● **Page text**
◇ ◇ ◇ ◇ ◇

Lab-grown 'mini-lungs' reveal COVID’s impact on our lungs—and potential paths to treatments

Though we’ve now been living with SARS-CoV-2, the virus that causes COVID-19, for close to five years, many aspects of its biology and pathology remain mysterious. This is not helped by the fact that new variants of the virus are constantly evolving, tweaking their features to wreak havoc on the human body.

Primarily a respiratory virus, our understanding of SARS-CoV-2 has been hampered by an inability to study the pathogen in its natural habitat—a living, breathing human lung. Thankfully, lung biologist Sandra Leibel, M.D., has been working with “mini-lungs” derived from human stem cells since 2012.

Once COVID-19 emerged in early 2020, Leibel teamed up with immunologist Ben Croker, M.D., to infect her balloon-like organoids with variants of the virus to understand its behavior and how our lungs respond to it. Doing so revealed the virus’s hidden infectious capability, a lung-specific immune response, and potential avenues for preventing and maybe even treating COVID-19. The duo, both from the University of California, San Diego, and colleagues reported the findings on July 19 in Proceedings of the National Academy of Sciences.

“This paper highlights the exciting time we live in, in which patient-derived induced pluripotent stem cells can be utilized to build mini lungs in the lab,” virologist Mart Lamers, of Duke-NUS Medical School in Singapore, told Fierce Biotech in an email. Lamers was not involved with the study.

Leibel originally started nurturing miniature lungs while working in the pediatric lung transplant center at Washington University in St. Louis. 

“There are some babies that are born with a genetic deficiency in the surfactant protein A gene, and those babies will not survive unless they get a lung transplant,” Leibel told Fierce Biotech in an interview. Her work at the time was to take stem cells from her young patients, turn them into lung cells, fix the genetic glitch causing them not to make surfactant, and then put those cells back into the babies.

Over time, the clusters of lung cells Leibel was making in the lab became more complex and three-dimensional. Once Croker joined UCSD, the two got to chatting and saw the potential for using Leibel’s mini-lungs to understand how certain proteins drive inflammation in the lung during a viral infection. And then, COVID arrived.

“We decided we needed to put that model to work, to study the response to SARS-CoV-2,” Croker said in an interview.

Leibel has amassed stem cell lines from diverse patients, including men and women and people of different racial backgrounds. She and her colleagues grew these stem cells into mini-lungs consisting of multiple different types of lung cells. They then infected the lab lungs with COVID variants and tracked how the virus spread and how the cells responded.

◇ ◇ ◇ ◇ ◇

● **Record excerpts**

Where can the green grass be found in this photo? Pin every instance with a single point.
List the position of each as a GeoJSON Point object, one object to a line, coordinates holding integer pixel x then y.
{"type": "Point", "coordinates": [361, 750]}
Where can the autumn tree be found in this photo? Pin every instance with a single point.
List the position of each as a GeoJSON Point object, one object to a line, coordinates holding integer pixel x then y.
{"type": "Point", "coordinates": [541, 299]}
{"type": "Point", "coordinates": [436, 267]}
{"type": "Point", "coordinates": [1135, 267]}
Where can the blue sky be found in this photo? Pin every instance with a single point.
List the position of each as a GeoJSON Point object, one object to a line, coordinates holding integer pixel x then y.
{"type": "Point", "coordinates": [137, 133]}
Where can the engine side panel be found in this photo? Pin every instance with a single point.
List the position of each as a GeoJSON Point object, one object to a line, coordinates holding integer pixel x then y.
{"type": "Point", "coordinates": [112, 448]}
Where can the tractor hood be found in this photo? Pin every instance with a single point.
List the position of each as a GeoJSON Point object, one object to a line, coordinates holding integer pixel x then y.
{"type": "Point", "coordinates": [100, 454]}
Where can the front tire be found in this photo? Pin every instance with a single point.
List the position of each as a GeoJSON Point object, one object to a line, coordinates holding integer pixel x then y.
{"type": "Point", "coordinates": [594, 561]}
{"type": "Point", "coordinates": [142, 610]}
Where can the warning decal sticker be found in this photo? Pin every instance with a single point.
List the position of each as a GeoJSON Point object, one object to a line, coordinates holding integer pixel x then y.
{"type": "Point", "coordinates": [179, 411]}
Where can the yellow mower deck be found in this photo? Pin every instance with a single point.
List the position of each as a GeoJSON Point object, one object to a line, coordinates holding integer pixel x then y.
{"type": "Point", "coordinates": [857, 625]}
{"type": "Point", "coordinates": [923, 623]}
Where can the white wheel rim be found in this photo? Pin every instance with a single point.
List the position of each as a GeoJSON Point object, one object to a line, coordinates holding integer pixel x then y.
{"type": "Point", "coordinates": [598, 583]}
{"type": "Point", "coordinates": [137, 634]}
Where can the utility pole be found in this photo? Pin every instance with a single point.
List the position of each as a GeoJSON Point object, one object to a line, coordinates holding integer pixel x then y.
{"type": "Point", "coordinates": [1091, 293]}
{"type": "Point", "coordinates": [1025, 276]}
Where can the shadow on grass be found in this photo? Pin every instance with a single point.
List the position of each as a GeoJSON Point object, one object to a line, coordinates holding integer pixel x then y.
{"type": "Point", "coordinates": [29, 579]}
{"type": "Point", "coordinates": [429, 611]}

◇ ◇ ◇ ◇ ◇

● **Directions for this task**
Print, word for word, the portion of the mini-lungs article between "Once COVID-19 emerged" and "with the study.", inclusive.

● **Answer area**
Once COVID-19 emerged in early 2020, Leibel teamed up with immunologist Ben Croker, M.D., to infect her balloon-like organoids with variants of the virus to understand its behavior and how our lungs respond to it. Doing so revealed the virus’s hidden infectious capability, a lung-specific immune response, and potential avenues for preventing and maybe even treating COVID-19. The duo, both from the University of California, San Diego, and colleagues reported the findings on July 19 in Proceedings of the National Academy of Sciences.

“This paper highlights the exciting time we live in, in which patient-derived induced pluripotent stem cells can be utilized to build mini lungs in the lab,” virologist Mart Lamers, of Duke-NUS Medical School in Singapore, told Fierce Biotech in an email. Lamers was not involved with the study.